[PROBLEM] The line with "positive clicks: (128, 192) (122, 225)", the line with "53L405 20L387 81L358", and all lines between them in the material below: return these exactly, and no others.

[MATERIAL FOR THIS TASK]
※ ※ ※

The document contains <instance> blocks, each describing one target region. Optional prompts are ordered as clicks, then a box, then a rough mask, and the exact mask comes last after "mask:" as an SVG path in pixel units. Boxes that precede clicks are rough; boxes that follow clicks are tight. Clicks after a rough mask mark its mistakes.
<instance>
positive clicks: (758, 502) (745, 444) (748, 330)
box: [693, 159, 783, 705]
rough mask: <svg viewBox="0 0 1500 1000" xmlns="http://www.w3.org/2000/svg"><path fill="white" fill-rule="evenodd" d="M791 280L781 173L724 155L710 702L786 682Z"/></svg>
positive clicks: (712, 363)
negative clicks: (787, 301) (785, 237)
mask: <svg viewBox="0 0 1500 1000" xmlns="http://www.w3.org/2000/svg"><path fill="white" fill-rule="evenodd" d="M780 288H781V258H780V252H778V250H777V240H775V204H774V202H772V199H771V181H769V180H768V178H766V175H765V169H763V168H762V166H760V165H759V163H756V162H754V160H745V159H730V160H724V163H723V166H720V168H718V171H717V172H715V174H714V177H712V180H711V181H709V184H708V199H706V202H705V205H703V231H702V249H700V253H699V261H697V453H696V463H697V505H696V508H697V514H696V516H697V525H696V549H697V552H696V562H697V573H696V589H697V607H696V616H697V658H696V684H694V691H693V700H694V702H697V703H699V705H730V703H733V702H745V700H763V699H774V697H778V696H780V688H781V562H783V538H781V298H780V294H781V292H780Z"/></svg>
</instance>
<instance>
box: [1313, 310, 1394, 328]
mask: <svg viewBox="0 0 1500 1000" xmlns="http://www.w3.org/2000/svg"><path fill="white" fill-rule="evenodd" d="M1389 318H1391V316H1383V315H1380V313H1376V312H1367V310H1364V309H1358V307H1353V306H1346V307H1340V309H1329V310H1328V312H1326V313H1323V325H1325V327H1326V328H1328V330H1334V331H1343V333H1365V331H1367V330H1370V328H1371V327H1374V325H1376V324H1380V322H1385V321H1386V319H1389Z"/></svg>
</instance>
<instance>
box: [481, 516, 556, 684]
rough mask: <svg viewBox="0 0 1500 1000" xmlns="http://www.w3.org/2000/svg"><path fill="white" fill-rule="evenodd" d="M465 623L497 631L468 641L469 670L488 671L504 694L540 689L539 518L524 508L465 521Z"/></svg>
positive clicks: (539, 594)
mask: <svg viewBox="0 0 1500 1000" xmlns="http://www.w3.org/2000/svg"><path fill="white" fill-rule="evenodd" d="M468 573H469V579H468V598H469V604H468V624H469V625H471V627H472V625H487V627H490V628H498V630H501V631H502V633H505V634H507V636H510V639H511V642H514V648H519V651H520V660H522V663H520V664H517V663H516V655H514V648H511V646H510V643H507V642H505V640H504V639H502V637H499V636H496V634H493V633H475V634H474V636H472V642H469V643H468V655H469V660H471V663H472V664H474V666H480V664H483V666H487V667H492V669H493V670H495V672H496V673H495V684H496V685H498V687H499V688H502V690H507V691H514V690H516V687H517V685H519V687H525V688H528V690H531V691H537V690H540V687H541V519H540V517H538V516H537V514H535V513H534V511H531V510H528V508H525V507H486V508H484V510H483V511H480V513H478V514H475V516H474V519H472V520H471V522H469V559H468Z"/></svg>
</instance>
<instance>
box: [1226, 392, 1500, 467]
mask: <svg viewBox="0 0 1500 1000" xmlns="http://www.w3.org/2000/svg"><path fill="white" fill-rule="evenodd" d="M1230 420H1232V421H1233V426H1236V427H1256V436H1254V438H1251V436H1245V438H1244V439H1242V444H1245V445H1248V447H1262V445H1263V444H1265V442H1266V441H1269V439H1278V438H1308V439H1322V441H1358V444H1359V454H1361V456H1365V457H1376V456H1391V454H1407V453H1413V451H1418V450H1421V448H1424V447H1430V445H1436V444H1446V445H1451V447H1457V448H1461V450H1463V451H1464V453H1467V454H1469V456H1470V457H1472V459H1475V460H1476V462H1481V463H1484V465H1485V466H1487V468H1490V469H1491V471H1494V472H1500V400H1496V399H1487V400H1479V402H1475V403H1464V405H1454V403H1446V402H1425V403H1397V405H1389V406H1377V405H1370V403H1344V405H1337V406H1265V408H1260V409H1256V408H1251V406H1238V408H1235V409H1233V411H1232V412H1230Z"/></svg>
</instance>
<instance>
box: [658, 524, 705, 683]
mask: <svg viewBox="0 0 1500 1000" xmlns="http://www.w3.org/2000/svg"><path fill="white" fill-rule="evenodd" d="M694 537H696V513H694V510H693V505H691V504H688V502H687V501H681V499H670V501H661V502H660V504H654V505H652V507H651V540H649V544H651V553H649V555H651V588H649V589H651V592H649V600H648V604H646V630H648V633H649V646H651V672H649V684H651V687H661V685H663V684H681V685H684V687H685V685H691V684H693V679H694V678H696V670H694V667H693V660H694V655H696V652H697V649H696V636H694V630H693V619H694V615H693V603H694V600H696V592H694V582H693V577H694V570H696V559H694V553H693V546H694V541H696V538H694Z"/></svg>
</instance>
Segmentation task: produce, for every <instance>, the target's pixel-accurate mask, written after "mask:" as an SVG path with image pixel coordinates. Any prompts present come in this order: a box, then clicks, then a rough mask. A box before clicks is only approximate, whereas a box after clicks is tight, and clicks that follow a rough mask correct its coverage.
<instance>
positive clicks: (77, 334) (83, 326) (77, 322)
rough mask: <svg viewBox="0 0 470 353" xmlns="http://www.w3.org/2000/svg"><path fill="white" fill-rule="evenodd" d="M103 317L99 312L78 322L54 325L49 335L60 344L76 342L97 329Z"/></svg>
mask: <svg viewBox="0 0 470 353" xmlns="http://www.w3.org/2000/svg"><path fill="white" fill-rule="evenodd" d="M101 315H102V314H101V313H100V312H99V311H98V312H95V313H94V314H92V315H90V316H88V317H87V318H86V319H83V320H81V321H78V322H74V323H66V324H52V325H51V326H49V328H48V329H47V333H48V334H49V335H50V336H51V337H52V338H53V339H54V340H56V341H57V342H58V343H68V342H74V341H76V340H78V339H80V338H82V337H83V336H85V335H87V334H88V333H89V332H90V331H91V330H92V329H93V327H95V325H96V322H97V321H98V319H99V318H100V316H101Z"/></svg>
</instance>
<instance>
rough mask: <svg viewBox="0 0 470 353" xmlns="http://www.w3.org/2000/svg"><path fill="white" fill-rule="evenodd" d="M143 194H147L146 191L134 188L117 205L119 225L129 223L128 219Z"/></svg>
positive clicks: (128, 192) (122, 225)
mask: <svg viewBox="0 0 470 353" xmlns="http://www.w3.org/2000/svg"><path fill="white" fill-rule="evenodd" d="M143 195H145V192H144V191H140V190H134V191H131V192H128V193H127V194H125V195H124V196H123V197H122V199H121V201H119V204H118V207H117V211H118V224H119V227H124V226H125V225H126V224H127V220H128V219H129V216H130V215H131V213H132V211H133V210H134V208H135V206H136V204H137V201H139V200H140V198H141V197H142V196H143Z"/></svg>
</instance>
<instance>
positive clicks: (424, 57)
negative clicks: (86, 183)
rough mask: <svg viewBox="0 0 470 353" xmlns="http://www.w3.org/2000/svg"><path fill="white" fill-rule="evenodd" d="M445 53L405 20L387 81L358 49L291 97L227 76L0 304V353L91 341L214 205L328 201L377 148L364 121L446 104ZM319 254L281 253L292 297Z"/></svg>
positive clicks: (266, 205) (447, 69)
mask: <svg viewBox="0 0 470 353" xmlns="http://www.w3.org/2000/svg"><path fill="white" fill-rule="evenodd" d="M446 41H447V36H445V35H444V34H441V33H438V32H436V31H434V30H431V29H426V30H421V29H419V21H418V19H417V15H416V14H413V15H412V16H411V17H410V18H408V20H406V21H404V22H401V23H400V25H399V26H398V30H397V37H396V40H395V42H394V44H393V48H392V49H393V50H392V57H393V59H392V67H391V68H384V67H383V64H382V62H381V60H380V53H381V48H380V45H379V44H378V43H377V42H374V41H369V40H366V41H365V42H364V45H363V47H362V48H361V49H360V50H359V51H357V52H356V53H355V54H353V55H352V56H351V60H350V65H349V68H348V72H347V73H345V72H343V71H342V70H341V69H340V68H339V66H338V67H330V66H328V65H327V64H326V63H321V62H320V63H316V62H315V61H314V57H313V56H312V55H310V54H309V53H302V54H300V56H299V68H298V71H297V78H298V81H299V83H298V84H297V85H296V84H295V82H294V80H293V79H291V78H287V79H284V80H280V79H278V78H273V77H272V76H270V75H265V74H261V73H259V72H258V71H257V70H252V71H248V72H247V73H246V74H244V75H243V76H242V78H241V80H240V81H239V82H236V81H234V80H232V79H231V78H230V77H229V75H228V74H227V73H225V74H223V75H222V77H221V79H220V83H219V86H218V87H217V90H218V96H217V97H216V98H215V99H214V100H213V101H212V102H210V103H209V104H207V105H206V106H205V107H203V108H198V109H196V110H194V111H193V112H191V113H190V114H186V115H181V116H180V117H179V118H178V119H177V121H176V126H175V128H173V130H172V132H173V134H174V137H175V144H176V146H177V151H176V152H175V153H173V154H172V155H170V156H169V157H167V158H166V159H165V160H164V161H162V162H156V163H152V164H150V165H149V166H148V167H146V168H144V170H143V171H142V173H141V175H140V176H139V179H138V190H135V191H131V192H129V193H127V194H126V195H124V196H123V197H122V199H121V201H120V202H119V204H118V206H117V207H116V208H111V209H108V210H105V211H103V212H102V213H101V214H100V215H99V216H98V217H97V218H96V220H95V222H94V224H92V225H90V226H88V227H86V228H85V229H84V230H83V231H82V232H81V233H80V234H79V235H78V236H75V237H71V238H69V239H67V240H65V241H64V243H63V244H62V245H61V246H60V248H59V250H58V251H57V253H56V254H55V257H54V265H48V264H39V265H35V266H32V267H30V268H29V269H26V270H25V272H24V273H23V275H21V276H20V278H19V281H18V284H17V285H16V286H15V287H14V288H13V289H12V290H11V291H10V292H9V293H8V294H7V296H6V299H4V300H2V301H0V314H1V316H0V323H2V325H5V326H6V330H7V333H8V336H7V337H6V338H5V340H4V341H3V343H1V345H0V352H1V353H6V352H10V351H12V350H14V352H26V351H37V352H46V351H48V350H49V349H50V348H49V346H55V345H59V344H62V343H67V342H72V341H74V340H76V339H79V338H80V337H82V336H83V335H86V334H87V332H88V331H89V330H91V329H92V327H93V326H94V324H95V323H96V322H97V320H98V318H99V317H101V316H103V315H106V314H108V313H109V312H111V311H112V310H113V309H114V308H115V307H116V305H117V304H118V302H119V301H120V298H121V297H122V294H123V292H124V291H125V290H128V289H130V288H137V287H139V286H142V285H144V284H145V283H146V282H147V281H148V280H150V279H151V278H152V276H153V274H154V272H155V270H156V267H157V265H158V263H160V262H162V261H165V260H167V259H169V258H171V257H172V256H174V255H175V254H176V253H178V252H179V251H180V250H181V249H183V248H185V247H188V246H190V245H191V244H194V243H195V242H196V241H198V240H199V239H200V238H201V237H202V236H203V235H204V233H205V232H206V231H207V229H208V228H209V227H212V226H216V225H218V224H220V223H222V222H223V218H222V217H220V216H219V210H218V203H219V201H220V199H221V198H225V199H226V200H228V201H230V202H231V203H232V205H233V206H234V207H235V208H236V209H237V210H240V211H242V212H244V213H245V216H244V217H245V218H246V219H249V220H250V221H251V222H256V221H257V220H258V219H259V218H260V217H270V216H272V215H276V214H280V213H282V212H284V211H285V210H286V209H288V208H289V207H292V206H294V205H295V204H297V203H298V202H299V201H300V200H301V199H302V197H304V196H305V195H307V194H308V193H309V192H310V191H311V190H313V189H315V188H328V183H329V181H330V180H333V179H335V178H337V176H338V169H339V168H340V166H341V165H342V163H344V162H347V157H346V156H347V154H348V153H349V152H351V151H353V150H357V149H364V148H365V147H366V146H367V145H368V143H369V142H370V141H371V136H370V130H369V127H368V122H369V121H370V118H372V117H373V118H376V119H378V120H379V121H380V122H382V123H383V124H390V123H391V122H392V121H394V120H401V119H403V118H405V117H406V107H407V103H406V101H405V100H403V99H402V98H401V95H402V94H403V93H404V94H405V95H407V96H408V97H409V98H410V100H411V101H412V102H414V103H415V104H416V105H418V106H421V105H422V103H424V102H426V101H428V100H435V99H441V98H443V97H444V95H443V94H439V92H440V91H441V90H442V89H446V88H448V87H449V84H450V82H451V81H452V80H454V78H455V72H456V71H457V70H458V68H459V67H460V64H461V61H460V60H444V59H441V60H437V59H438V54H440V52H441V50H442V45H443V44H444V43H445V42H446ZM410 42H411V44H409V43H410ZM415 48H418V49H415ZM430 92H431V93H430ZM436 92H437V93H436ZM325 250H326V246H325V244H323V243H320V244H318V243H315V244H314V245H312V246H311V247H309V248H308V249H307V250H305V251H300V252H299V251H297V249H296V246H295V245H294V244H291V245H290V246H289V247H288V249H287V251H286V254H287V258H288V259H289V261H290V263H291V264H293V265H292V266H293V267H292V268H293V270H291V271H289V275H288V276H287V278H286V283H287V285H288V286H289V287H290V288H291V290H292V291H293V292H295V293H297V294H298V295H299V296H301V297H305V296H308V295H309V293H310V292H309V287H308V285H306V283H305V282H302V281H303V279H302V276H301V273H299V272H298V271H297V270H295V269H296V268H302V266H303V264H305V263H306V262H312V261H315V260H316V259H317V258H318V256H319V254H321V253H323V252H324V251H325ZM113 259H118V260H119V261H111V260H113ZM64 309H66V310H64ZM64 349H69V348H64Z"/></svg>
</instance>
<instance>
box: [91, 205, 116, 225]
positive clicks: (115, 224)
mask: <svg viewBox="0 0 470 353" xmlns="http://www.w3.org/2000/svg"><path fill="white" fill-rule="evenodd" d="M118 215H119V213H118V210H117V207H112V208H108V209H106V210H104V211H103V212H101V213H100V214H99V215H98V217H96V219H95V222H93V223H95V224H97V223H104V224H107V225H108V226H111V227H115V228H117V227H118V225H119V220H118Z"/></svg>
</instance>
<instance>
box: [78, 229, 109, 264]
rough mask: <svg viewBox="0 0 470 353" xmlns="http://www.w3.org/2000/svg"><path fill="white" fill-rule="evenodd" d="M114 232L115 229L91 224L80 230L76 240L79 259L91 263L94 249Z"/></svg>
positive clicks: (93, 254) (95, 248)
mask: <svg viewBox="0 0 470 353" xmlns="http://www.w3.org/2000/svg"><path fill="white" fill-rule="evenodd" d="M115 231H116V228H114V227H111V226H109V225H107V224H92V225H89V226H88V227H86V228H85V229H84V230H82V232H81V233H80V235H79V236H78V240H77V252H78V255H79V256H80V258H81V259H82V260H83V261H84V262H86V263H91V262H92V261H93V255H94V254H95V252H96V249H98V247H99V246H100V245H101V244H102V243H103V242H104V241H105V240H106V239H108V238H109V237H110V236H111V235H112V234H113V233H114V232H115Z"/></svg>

※ ※ ※

[WRITTEN SOLUTION]
positive clicks: (128, 192) (122, 225)
mask: <svg viewBox="0 0 470 353" xmlns="http://www.w3.org/2000/svg"><path fill="white" fill-rule="evenodd" d="M143 195H145V192H144V191H140V190H134V191H131V192H128V193H127V194H125V195H124V196H123V197H122V199H121V201H119V204H118V207H117V211H118V224H119V227H124V226H125V225H126V224H127V220H128V219H129V216H130V215H131V213H132V211H133V210H134V208H135V206H136V204H137V201H139V200H140V198H141V197H142V196H143Z"/></svg>
</instance>
<instance>
positive clicks: (424, 57)
negative clicks: (86, 183)
rough mask: <svg viewBox="0 0 470 353" xmlns="http://www.w3.org/2000/svg"><path fill="white" fill-rule="evenodd" d="M445 53L405 20L387 81L358 49L291 97L227 76L0 304V353L91 341L214 205L328 201L377 148L364 121L446 104ZM319 254L281 253L292 297Z"/></svg>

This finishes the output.